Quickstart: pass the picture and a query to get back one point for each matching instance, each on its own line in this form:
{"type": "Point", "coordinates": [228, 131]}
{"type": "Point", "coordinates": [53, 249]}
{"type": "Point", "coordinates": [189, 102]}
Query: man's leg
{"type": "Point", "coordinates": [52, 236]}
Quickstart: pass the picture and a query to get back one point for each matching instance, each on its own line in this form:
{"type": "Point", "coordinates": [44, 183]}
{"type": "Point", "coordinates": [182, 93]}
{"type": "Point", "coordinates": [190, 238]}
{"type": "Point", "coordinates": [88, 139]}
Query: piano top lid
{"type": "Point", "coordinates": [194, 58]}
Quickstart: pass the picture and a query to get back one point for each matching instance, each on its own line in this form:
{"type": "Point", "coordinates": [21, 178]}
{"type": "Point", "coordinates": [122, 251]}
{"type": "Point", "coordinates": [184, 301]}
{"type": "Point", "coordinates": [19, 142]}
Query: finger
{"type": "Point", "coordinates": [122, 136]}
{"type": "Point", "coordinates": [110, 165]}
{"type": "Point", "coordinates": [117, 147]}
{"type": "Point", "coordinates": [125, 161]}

→ **Directions**
Copy out all of the data above word for word, keeping every line as it stands.

→ **Task answer**
Quickstart: pass the picture and a query to get back one point for each matching instance, each on its own line in this form:
{"type": "Point", "coordinates": [228, 131]}
{"type": "Point", "coordinates": [53, 249]}
{"type": "Point", "coordinates": [189, 102]}
Query: man's leg
{"type": "Point", "coordinates": [52, 236]}
Quickstart: pass the picture and a query to get back one point for each matching instance, each on its own line in this form:
{"type": "Point", "coordinates": [44, 183]}
{"type": "Point", "coordinates": [182, 93]}
{"type": "Point", "coordinates": [190, 238]}
{"type": "Point", "coordinates": [88, 139]}
Query: piano top lid
{"type": "Point", "coordinates": [194, 58]}
Quickstart: pass the picture and a query to get back one point for each matching instance, each on its own line in this form:
{"type": "Point", "coordinates": [21, 178]}
{"type": "Point", "coordinates": [122, 251]}
{"type": "Point", "coordinates": [184, 301]}
{"type": "Point", "coordinates": [19, 142]}
Query: finger
{"type": "Point", "coordinates": [122, 136]}
{"type": "Point", "coordinates": [110, 165]}
{"type": "Point", "coordinates": [117, 147]}
{"type": "Point", "coordinates": [125, 161]}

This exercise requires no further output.